▶ _Exercise instructions_: Reproduce the opening lines of the records exactly, please, stopping after the line that contains "rough mask: <svg".

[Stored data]
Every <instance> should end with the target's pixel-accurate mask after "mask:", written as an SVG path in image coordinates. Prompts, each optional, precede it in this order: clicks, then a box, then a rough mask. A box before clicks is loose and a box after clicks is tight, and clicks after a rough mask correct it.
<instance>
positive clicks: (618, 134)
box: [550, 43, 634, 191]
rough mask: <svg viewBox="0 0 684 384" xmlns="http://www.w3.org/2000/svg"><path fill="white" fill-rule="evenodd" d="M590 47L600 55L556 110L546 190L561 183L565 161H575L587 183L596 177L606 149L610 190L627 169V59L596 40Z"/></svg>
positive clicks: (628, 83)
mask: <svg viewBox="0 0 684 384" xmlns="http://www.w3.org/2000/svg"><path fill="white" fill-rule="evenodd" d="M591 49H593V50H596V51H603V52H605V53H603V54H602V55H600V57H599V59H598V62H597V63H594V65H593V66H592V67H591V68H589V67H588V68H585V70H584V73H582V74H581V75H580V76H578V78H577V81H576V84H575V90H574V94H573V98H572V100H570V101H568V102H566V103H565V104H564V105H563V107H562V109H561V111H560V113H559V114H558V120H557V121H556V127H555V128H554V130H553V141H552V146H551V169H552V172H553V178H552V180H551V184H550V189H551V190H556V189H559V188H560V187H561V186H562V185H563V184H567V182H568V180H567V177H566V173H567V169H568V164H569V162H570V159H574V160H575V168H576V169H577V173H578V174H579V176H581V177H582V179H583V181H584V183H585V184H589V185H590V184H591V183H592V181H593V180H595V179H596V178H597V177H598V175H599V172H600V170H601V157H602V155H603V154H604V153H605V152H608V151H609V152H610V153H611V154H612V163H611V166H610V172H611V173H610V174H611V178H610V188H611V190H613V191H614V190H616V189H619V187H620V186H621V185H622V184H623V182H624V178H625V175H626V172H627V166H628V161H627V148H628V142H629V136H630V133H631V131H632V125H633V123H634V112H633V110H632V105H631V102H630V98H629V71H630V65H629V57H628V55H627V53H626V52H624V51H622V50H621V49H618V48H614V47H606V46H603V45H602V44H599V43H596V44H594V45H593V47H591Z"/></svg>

▶ _Written answer_:
Every <instance> should end with the target's pixel-accurate mask after "mask:", written as an SVG path in image coordinates. Prompts, each optional, precede it in this order: clicks, then a box, then a rough mask. A box before clicks is loose and a box after clicks is tight, and clicks after a rough mask correct it.
<instance>
positive clicks: (618, 134)
box: [550, 43, 634, 191]
rough mask: <svg viewBox="0 0 684 384" xmlns="http://www.w3.org/2000/svg"><path fill="white" fill-rule="evenodd" d="M590 47L600 55L556 110L546 190L561 183L565 161H575L587 183L596 177L606 149L610 190L627 169V59L596 40Z"/></svg>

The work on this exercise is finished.